═════ LISTED ENTRIES
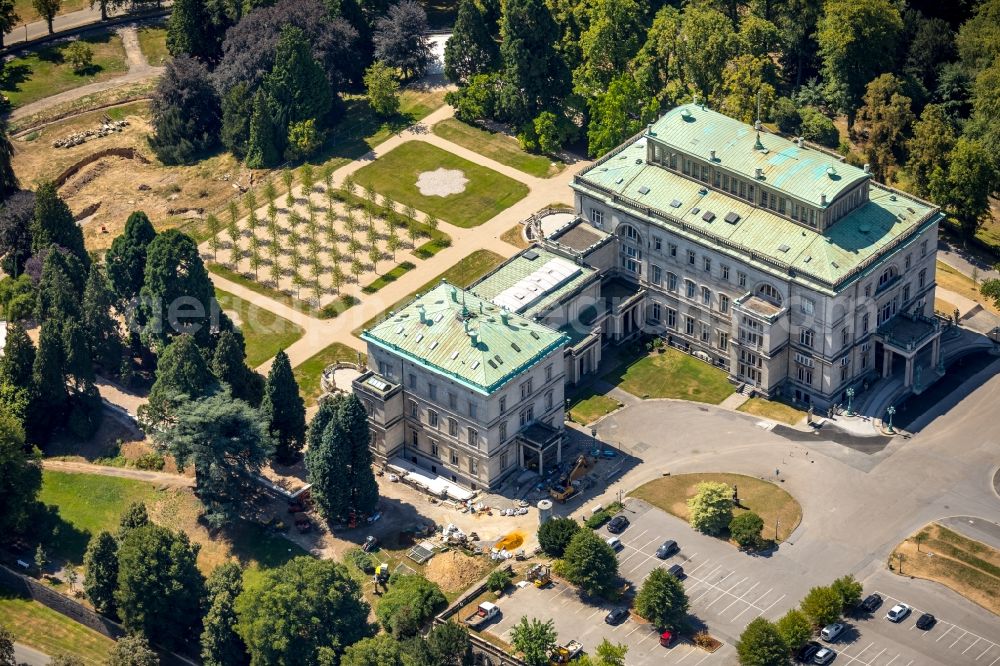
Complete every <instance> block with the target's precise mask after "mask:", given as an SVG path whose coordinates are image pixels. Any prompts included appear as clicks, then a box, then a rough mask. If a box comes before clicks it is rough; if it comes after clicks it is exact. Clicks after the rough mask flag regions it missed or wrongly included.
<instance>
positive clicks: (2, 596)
mask: <svg viewBox="0 0 1000 666" xmlns="http://www.w3.org/2000/svg"><path fill="white" fill-rule="evenodd" d="M0 624H3V625H4V626H5V627H7V629H9V630H10V631H11V633H13V634H14V640H15V641H17V642H18V643H23V644H25V645H28V646H30V647H33V648H35V649H36V650H40V651H42V652H44V653H45V654H48V655H58V654H65V655H71V656H74V657H78V658H79V659H81V660H82V661H83V662H84V663H85V664H104V663H106V661H107V658H108V652H109V651H110V650H111V648H112V647H113V646H114V644H115V642H114V641H113V640H111V639H110V638H108V637H107V636H103V635H101V634H99V633H97V632H96V631H94V630H93V629H88V628H87V627H85V626H84V625H82V624H79V623H78V622H74V621H73V620H71V619H69V618H68V617H66V616H65V615H63V614H62V613H57V612H56V611H54V610H52V609H51V608H49V607H48V606H43V605H42V604H40V603H38V602H37V601H34V600H32V599H29V598H26V597H20V596H17V595H16V594H14V592H12V591H11V590H8V589H7V588H5V587H0Z"/></svg>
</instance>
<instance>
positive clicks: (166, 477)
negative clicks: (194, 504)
mask: <svg viewBox="0 0 1000 666" xmlns="http://www.w3.org/2000/svg"><path fill="white" fill-rule="evenodd" d="M42 467H44V468H45V469H47V470H51V471H53V472H68V473H70V474H97V475H99V476H116V477H118V478H120V479H135V480H136V481H146V482H148V483H157V484H160V485H165V486H173V487H176V488H194V479H192V478H190V477H187V476H180V475H179V474H167V473H166V472H149V471H146V470H142V469H132V468H130V467H107V466H106V465H94V464H91V463H82V462H71V461H68V460H43V461H42Z"/></svg>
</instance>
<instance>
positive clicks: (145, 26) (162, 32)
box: [139, 25, 170, 67]
mask: <svg viewBox="0 0 1000 666" xmlns="http://www.w3.org/2000/svg"><path fill="white" fill-rule="evenodd" d="M139 49H140V50H141V51H142V54H143V55H144V56H146V62H148V63H149V64H150V65H152V66H153V67H159V66H160V65H162V64H163V63H165V62H166V61H167V60H168V59H169V58H170V52H169V51H168V50H167V29H166V28H163V27H160V26H148V25H147V26H141V27H140V28H139Z"/></svg>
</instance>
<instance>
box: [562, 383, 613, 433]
mask: <svg viewBox="0 0 1000 666" xmlns="http://www.w3.org/2000/svg"><path fill="white" fill-rule="evenodd" d="M618 407H619V404H618V401H617V400H615V399H613V398H609V397H608V396H606V395H601V394H599V393H591V392H589V391H581V392H580V393H578V394H577V395H575V396H573V397H570V404H569V417H570V419H572V420H573V421H574V422H575V423H579V424H580V425H588V424H590V423H593V422H594V421H596V420H597V419H599V418H601V417H602V416H604V415H605V414H610V413H611V412H613V411H615V410H616V409H618Z"/></svg>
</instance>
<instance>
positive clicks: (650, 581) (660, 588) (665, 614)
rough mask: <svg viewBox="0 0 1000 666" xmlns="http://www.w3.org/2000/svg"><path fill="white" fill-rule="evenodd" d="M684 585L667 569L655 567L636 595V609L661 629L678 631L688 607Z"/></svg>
mask: <svg viewBox="0 0 1000 666" xmlns="http://www.w3.org/2000/svg"><path fill="white" fill-rule="evenodd" d="M689 607H690V604H689V602H688V598H687V594H686V593H685V592H684V585H683V584H682V583H681V582H680V580H678V578H677V577H676V576H674V575H672V574H669V573H667V571H666V569H662V568H659V567H657V568H656V569H653V570H652V571H651V572H650V574H649V575H648V576H646V579H645V580H644V581H643V582H642V587H641V588H640V589H639V594H637V595H636V597H635V610H636V612H637V613H639V615H641V616H642V617H644V618H646V619H647V620H649V621H650V622H651V623H653V625H655V626H656V627H657V629H658V630H659V631H664V630H666V629H669V630H671V631H677V630H678V629H679V628H680V627H682V626H683V625H684V618H685V617H686V616H687V612H688V608H689Z"/></svg>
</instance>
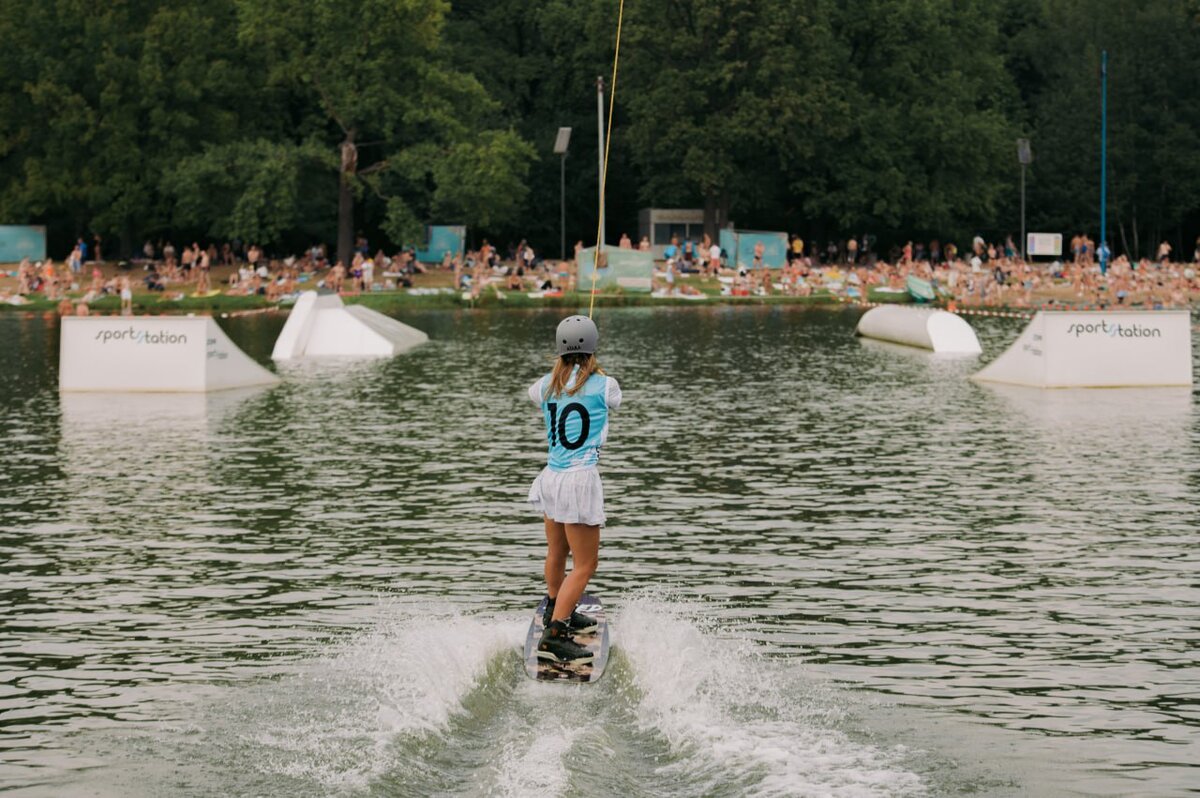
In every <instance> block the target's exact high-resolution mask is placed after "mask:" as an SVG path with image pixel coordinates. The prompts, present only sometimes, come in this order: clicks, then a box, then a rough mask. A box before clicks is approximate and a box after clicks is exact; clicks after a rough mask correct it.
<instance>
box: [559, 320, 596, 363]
mask: <svg viewBox="0 0 1200 798" xmlns="http://www.w3.org/2000/svg"><path fill="white" fill-rule="evenodd" d="M599 341H600V330H598V329H596V325H595V322H593V320H592V319H589V318H588V317H586V316H569V317H566V318H565V319H563V320H562V322H559V323H558V330H556V331H554V354H557V355H559V356H563V355H569V354H575V353H582V354H588V355H590V354H595V350H596V343H598V342H599Z"/></svg>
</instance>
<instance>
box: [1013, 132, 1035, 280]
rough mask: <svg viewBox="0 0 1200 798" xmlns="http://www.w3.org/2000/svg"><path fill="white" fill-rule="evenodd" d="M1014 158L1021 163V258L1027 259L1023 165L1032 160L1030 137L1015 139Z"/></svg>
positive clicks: (1024, 196) (1023, 174)
mask: <svg viewBox="0 0 1200 798" xmlns="http://www.w3.org/2000/svg"><path fill="white" fill-rule="evenodd" d="M1016 160H1018V161H1019V162H1020V163H1021V260H1028V259H1030V256H1028V251H1027V250H1028V246H1027V245H1028V240H1027V236H1026V235H1025V167H1027V166H1030V163H1032V162H1033V150H1031V149H1030V139H1027V138H1019V139H1016Z"/></svg>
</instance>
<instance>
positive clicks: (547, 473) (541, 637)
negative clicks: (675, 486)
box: [528, 316, 620, 664]
mask: <svg viewBox="0 0 1200 798" xmlns="http://www.w3.org/2000/svg"><path fill="white" fill-rule="evenodd" d="M599 340H600V332H599V331H598V330H596V325H595V323H594V322H593V320H592V319H589V318H587V317H586V316H571V317H569V318H566V319H563V320H562V322H560V323H559V325H558V329H557V330H556V332H554V344H556V352H557V354H558V359H557V360H556V361H554V367H553V370H552V371H551V372H550V373H548V374H546V376H545V377H541V378H540V379H538V382H535V383H534V384H533V385H530V386H529V391H528V395H529V400H530V401H532V402H534V403H535V404H538V406H539V407H541V414H542V420H544V421H545V424H546V440H547V443H548V456H547V464H546V468H544V469H542V470H541V473H540V474H539V475H538V479H535V480H534V482H533V486H532V487H530V488H529V502H530V504H533V506H534V509H535V510H538V511H540V512H541V514H542V521H544V524H545V530H546V565H545V569H544V570H545V576H546V611H545V616H544V618H542V622H544V623H545V631H544V632H542V636H541V640H540V641H539V643H538V652H536V653H538V658H539V659H545V660H551V661H556V662H577V664H584V662H589V661H592V658H593V655H592V653H590V652H588V649H587V648H584V647H582V646H580V644H578V643H576V642H575V640H574V637H572V636H571V635H572V634H583V632H587V631H592V630H594V629H595V628H596V620H595V619H594V618H589V617H587V616H584V614H581V613H578V612H576V611H575V608H576V605H577V604H578V601H580V596H582V595H583V589H584V588H586V587H587V584H588V580H590V578H592V575H593V574H594V572H595V569H596V560H598V558H599V551H600V527H601V526H604V523H605V520H606V518H605V512H604V486H602V485H601V484H600V472H599V470H598V468H596V466H598V463H599V462H600V448H601V446H602V445H604V443H605V440H606V439H607V437H608V413H610V410H616V409H617V408H618V407H619V406H620V386H619V385H618V384H617V380H616V379H613V378H612V377H608V376H607V374H605V373H604V372H602V371H601V370H600V365H599V364H598V362H596V356H595V352H596V344H598V343H599ZM568 554H570V556H571V559H572V568H571V572H570V574H568V572H566V556H568Z"/></svg>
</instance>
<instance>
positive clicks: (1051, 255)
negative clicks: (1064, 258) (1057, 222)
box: [1025, 233, 1062, 258]
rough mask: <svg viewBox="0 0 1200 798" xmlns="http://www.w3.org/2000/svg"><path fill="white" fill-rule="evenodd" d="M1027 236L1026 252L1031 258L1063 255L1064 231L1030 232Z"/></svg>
mask: <svg viewBox="0 0 1200 798" xmlns="http://www.w3.org/2000/svg"><path fill="white" fill-rule="evenodd" d="M1025 238H1026V241H1025V244H1026V247H1025V250H1026V252H1028V253H1030V257H1031V258H1036V257H1038V256H1040V257H1043V258H1061V257H1062V233H1030V234H1028V235H1027V236H1025Z"/></svg>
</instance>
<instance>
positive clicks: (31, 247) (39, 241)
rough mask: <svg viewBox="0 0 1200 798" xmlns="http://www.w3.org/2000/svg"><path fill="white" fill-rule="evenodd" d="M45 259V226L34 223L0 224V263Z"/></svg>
mask: <svg viewBox="0 0 1200 798" xmlns="http://www.w3.org/2000/svg"><path fill="white" fill-rule="evenodd" d="M22 258H29V259H30V260H44V259H46V228H44V227H38V226H34V224H0V263H20V260H22Z"/></svg>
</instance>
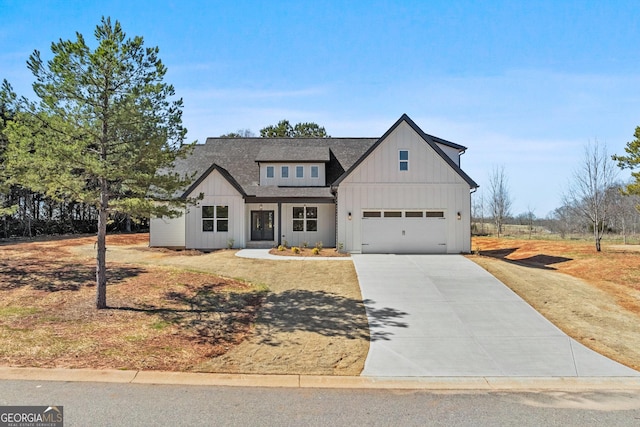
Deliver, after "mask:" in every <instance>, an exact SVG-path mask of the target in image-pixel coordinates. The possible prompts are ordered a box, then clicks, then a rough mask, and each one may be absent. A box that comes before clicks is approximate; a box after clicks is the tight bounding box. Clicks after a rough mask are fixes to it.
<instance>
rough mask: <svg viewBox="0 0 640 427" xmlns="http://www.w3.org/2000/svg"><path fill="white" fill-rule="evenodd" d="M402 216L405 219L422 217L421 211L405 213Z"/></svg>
mask: <svg viewBox="0 0 640 427" xmlns="http://www.w3.org/2000/svg"><path fill="white" fill-rule="evenodd" d="M404 216H405V217H407V218H422V217H423V216H424V215H423V214H422V211H406V212H405V213H404Z"/></svg>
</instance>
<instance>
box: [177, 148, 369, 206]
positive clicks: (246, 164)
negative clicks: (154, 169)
mask: <svg viewBox="0 0 640 427" xmlns="http://www.w3.org/2000/svg"><path fill="white" fill-rule="evenodd" d="M376 141H377V138H258V137H256V138H207V141H206V142H205V143H204V144H198V145H196V146H194V148H193V151H192V152H191V154H190V155H189V156H187V157H186V158H184V159H178V160H176V162H175V164H174V168H173V172H177V173H179V174H180V175H181V176H188V175H191V174H193V173H195V176H196V181H195V182H194V183H192V184H191V185H190V186H189V187H188V188H186V189H184V190H182V191H180V193H179V194H177V195H176V196H178V197H183V198H184V197H187V196H188V195H189V194H190V193H191V192H192V191H193V190H194V189H195V188H196V186H197V185H198V184H200V183H201V182H202V181H203V180H204V179H205V178H206V177H207V176H208V175H209V173H211V171H213V170H218V171H219V172H220V173H221V174H222V175H223V176H224V177H225V178H226V179H227V180H228V181H229V183H230V184H231V185H233V186H234V187H235V188H236V189H238V191H239V192H240V194H242V195H243V196H245V197H333V195H332V194H331V188H330V186H327V187H270V186H260V185H259V184H260V165H259V164H258V163H257V162H258V161H262V162H267V161H279V162H297V161H299V162H309V161H314V162H322V163H325V164H326V167H325V176H326V181H327V184H331V183H332V182H334V181H335V180H336V179H338V177H340V176H341V175H342V174H343V173H344V171H345V170H347V169H349V168H350V167H351V165H352V164H353V163H354V162H356V161H357V160H358V159H359V158H360V156H362V153H364V152H366V151H367V149H368V148H369V147H370V146H371V145H372V144H374V143H375V142H376ZM298 152H299V153H301V154H296V153H298ZM278 154H279V155H281V156H283V157H284V158H287V159H288V160H283V159H282V158H277V157H274V156H275V155H278Z"/></svg>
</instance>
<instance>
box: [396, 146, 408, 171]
mask: <svg viewBox="0 0 640 427" xmlns="http://www.w3.org/2000/svg"><path fill="white" fill-rule="evenodd" d="M398 159H399V161H400V163H399V165H400V170H401V171H408V170H409V150H400V151H398Z"/></svg>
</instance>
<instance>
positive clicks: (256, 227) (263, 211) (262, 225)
mask: <svg viewBox="0 0 640 427" xmlns="http://www.w3.org/2000/svg"><path fill="white" fill-rule="evenodd" d="M251 240H273V211H251Z"/></svg>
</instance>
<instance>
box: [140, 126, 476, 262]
mask: <svg viewBox="0 0 640 427" xmlns="http://www.w3.org/2000/svg"><path fill="white" fill-rule="evenodd" d="M465 150H466V148H465V147H463V146H461V145H458V144H455V143H452V142H449V141H445V140H443V139H440V138H437V137H434V136H431V135H427V134H425V133H424V132H423V131H422V130H421V129H420V128H419V127H418V126H417V125H416V124H415V123H414V122H413V121H412V120H411V119H410V118H409V117H408V116H407V115H406V114H405V115H403V116H402V117H400V119H398V121H397V122H396V123H395V124H394V125H393V126H391V128H390V129H389V130H388V131H387V132H386V133H385V134H384V135H382V137H380V138H300V139H298V138H208V139H207V141H206V143H205V144H200V145H196V147H195V148H194V150H193V152H192V154H191V155H190V156H189V157H187V158H186V159H182V160H180V161H178V162H176V164H175V171H177V172H179V173H182V174H188V173H194V172H195V174H196V175H195V176H196V179H195V181H194V182H193V183H192V185H191V186H190V187H189V188H187V189H185V190H184V191H183V192H181V194H180V196H182V197H184V198H188V197H196V196H198V195H202V198H201V200H199V201H198V203H197V204H196V205H195V206H189V207H187V208H186V209H185V211H184V212H183V213H184V214H183V215H182V216H181V217H179V218H173V219H171V218H152V219H151V223H150V246H152V247H174V248H187V249H204V250H206V249H216V248H226V247H234V248H250V247H254V248H255V247H272V246H277V245H280V244H286V245H290V246H302V245H303V244H304V242H306V243H308V244H309V245H310V246H313V245H315V244H316V242H322V244H323V245H324V246H325V247H340V248H342V249H343V250H345V251H348V252H351V253H461V252H470V250H471V221H470V219H471V218H470V217H471V215H470V213H471V192H473V191H474V190H475V189H476V188H477V187H478V185H477V184H476V183H475V182H474V181H473V180H472V179H471V178H470V177H469V176H468V175H467V174H466V173H464V172H463V171H462V169H461V168H460V156H461V154H463V153H464V152H465Z"/></svg>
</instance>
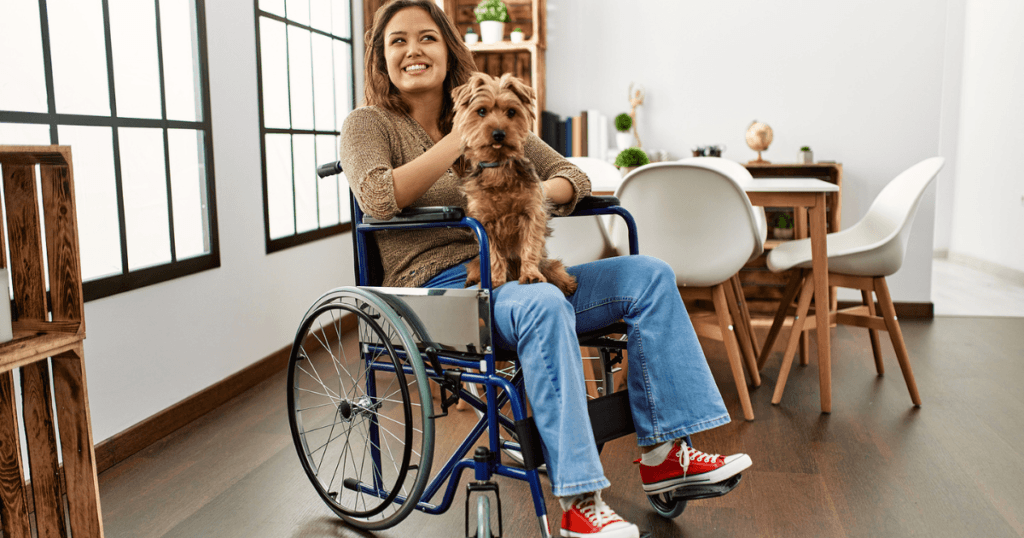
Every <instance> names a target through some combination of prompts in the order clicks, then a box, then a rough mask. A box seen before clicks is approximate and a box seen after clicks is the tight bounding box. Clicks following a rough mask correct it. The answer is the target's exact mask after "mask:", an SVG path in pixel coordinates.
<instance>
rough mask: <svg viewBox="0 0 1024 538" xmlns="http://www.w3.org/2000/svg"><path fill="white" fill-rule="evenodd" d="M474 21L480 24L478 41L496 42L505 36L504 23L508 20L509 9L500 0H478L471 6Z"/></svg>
mask: <svg viewBox="0 0 1024 538" xmlns="http://www.w3.org/2000/svg"><path fill="white" fill-rule="evenodd" d="M473 13H475V14H476V22H477V23H479V24H480V41H481V42H483V43H498V42H499V41H501V40H502V38H504V37H505V23H508V22H509V10H508V7H507V6H506V5H505V2H502V0H480V3H479V4H476V7H474V8H473Z"/></svg>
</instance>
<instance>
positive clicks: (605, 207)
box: [569, 196, 620, 216]
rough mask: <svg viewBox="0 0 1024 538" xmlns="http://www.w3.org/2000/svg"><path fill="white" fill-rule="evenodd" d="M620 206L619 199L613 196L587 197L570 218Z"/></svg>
mask: <svg viewBox="0 0 1024 538" xmlns="http://www.w3.org/2000/svg"><path fill="white" fill-rule="evenodd" d="M617 205H620V203H618V199H617V198H615V197H613V196H585V197H583V199H582V200H580V202H578V203H577V206H575V208H574V209H573V211H572V213H571V214H570V215H569V216H573V215H575V214H577V213H581V212H583V211H587V210H590V209H604V208H607V207H611V206H617Z"/></svg>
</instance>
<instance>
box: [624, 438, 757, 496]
mask: <svg viewBox="0 0 1024 538" xmlns="http://www.w3.org/2000/svg"><path fill="white" fill-rule="evenodd" d="M642 459H643V458H641V459H638V460H636V462H637V463H640V480H641V482H643V491H644V492H645V493H647V494H648V495H652V494H655V493H663V492H666V491H671V490H675V489H677V488H681V487H683V486H687V485H697V484H717V483H719V482H722V481H724V480H728V479H730V478H732V477H735V475H736V474H738V473H740V472H742V470H743V469H745V468H746V467H750V466H751V457H750V456H748V455H746V454H733V455H731V456H720V455H718V454H705V453H703V452H700V451H699V450H696V449H694V448H691V447H689V446H687V445H686V444H685V443H682V442H681V441H678V440H677V441H676V442H675V444H674V445H673V447H672V449H671V450H670V451H669V455H668V457H666V458H665V461H663V462H662V463H660V464H658V465H644V464H643V462H642Z"/></svg>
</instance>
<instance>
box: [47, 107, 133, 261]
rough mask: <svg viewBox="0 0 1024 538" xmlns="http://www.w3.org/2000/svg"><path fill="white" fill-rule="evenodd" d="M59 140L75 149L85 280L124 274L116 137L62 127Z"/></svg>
mask: <svg viewBox="0 0 1024 538" xmlns="http://www.w3.org/2000/svg"><path fill="white" fill-rule="evenodd" d="M57 136H58V138H59V140H60V143H61V144H62V146H71V155H72V160H73V161H74V166H75V208H76V211H77V212H78V241H79V244H80V245H81V247H82V248H81V250H82V253H81V254H82V279H83V280H93V279H96V278H99V277H106V276H110V275H120V274H121V232H120V226H119V224H118V198H117V190H116V188H115V182H114V133H113V131H112V130H111V128H110V127H78V126H73V125H61V126H60V127H58V128H57Z"/></svg>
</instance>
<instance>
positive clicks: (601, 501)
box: [562, 491, 640, 538]
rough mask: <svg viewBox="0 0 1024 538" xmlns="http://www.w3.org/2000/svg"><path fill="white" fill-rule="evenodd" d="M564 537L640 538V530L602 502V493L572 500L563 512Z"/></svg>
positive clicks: (597, 492)
mask: <svg viewBox="0 0 1024 538" xmlns="http://www.w3.org/2000/svg"><path fill="white" fill-rule="evenodd" d="M562 536H563V537H571V538H578V537H584V538H586V537H591V536H593V537H595V538H640V529H638V528H637V526H636V525H633V524H632V523H627V522H626V521H625V520H623V519H622V518H620V516H618V514H616V513H615V511H614V510H612V509H611V508H609V507H608V505H607V504H605V503H604V501H602V500H601V492H599V491H598V492H594V493H587V494H584V495H580V496H579V497H577V498H575V499H572V505H571V506H569V509H567V510H565V511H564V512H562Z"/></svg>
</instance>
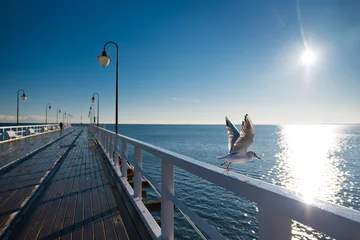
══════════
WORK TO COMPLETE: Return each line of the records above that contains the string "negative", copying every such line in full.

TASK SOLUTION:
negative clicks: (194, 504)
negative clicks: (675, 486)
negative clicks: (1064, 258) (1057, 222)
negative clicks: (154, 169)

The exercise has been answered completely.